**AIM OF THE TASK**: Copy exactly the lines running from the line that contains "If you could drop a marker on the metal rail" through the last line, including both.

(Point annotations for photos)
########################################
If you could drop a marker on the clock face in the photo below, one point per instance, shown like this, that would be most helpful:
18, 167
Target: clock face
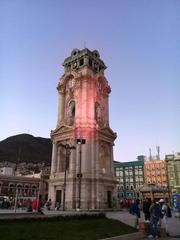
71, 83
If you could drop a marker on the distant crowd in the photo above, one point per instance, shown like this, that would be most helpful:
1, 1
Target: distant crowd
156, 214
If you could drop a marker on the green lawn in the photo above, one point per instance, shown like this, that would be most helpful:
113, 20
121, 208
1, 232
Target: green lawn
67, 229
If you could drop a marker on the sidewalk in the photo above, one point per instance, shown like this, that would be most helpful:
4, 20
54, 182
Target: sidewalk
124, 216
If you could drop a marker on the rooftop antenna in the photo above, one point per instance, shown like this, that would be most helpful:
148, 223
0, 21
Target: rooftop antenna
150, 156
84, 44
158, 152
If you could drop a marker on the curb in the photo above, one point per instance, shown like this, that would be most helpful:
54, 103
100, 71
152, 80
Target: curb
130, 236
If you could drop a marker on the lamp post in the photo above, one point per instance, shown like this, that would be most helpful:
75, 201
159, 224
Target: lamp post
80, 141
68, 151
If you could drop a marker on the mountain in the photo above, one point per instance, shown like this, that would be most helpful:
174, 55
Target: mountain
26, 148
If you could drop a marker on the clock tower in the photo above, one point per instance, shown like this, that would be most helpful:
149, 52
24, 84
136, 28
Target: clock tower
82, 172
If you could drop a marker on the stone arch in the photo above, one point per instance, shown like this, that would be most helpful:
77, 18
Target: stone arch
70, 112
104, 158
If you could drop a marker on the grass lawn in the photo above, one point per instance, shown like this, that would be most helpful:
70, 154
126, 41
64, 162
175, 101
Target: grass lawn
86, 228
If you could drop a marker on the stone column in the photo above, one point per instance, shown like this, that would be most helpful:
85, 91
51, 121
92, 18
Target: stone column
54, 158
61, 108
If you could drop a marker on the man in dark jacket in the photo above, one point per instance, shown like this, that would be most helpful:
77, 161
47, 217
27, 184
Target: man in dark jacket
135, 210
146, 206
155, 217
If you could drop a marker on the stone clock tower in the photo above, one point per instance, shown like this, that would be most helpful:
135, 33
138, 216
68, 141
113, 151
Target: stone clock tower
82, 172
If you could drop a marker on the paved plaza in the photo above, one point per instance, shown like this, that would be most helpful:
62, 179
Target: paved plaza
123, 216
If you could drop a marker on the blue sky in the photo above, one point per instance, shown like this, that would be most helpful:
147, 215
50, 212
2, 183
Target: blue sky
138, 40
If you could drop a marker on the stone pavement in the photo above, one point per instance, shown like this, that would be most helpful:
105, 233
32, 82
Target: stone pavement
124, 216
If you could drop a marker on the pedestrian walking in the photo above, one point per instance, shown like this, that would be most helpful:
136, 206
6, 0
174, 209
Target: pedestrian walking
48, 204
166, 212
135, 210
146, 207
155, 211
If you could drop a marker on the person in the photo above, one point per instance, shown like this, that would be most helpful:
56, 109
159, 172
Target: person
155, 211
48, 204
164, 212
135, 210
146, 207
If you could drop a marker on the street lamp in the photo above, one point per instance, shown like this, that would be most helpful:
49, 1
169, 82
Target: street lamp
68, 152
80, 141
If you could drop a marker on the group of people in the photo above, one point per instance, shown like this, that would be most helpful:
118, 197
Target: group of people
155, 213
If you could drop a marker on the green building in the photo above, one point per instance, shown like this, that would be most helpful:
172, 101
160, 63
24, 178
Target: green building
130, 177
173, 172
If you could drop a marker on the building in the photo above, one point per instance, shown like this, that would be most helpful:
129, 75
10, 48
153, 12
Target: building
173, 172
155, 172
130, 177
82, 173
23, 187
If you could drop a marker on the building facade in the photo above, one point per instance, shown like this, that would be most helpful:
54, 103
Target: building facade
130, 177
82, 173
155, 172
173, 172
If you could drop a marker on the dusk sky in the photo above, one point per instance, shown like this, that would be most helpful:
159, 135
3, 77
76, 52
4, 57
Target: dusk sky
138, 40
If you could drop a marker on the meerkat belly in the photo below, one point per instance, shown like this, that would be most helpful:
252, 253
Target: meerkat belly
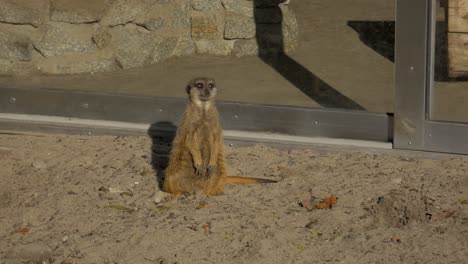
206, 143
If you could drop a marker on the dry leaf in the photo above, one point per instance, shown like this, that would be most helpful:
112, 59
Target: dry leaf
23, 230
120, 207
314, 233
298, 246
161, 209
201, 205
327, 202
146, 173
206, 227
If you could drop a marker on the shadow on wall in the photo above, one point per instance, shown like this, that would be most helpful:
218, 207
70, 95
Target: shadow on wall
380, 36
271, 50
377, 35
162, 134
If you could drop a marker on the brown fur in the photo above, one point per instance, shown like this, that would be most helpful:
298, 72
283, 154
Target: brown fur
197, 162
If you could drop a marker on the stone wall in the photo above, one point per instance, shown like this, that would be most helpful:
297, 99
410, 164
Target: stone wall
87, 36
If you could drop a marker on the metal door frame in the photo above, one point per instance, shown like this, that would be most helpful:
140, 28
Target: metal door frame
414, 72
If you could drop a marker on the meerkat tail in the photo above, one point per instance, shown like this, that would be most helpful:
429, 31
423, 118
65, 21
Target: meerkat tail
246, 180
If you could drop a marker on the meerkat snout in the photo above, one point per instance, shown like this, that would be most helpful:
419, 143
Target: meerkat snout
201, 89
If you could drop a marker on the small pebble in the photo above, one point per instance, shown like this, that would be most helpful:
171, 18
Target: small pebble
39, 165
397, 180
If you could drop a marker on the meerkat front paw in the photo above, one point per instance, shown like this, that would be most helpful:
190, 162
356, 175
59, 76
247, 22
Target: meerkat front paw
210, 169
200, 169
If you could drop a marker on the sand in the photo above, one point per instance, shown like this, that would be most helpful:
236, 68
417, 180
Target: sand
77, 199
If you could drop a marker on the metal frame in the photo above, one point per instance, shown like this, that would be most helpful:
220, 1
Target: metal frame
415, 31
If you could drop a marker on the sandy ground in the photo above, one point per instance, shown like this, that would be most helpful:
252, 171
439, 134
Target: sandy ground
76, 199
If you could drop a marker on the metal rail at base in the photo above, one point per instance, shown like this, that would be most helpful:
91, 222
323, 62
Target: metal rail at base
288, 121
52, 124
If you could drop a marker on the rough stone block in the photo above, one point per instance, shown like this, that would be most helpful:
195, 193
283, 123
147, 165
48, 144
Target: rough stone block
153, 24
74, 63
243, 47
15, 46
30, 12
163, 49
184, 47
215, 47
102, 37
82, 11
205, 27
206, 5
181, 14
58, 38
133, 46
122, 12
242, 7
239, 26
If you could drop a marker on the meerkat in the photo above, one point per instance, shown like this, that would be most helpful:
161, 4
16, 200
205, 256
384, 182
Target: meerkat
197, 163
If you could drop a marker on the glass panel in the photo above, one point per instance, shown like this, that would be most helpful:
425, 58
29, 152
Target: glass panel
449, 99
312, 53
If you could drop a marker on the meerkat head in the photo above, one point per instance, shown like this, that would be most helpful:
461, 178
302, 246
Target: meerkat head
201, 90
########################################
**THE RESULT**:
If you could drop a marker on the metal rail at base in the photo above, one point per instance, shown like this, that would be most helpful:
91, 222
323, 62
Target: metal rail at base
288, 121
52, 124
If you could drop a marker on the rough stone block in the photo above, one point per instance, shown like this, that would be most helpful:
195, 193
283, 123
147, 165
48, 144
Target: rough stone block
153, 24
74, 63
243, 47
15, 46
30, 12
163, 49
184, 47
215, 47
102, 37
82, 11
205, 27
206, 5
181, 14
58, 38
133, 46
122, 12
242, 7
239, 26
If you could drop a marker on the meerkat in the photo above, one point per instance, shown like this, that would be most helpful:
161, 4
16, 200
205, 256
384, 182
Target: meerkat
197, 163
If you could drop a marker on the glass panel in the photo above, one point per instance, shown like this, that would be most helpful:
425, 58
29, 152
Target: glass panel
449, 99
312, 53
If you could drop a marker on the meerkat head in the photo above, one point per instance, shown like this, that would be most helpful:
461, 178
302, 246
Target: meerkat head
201, 90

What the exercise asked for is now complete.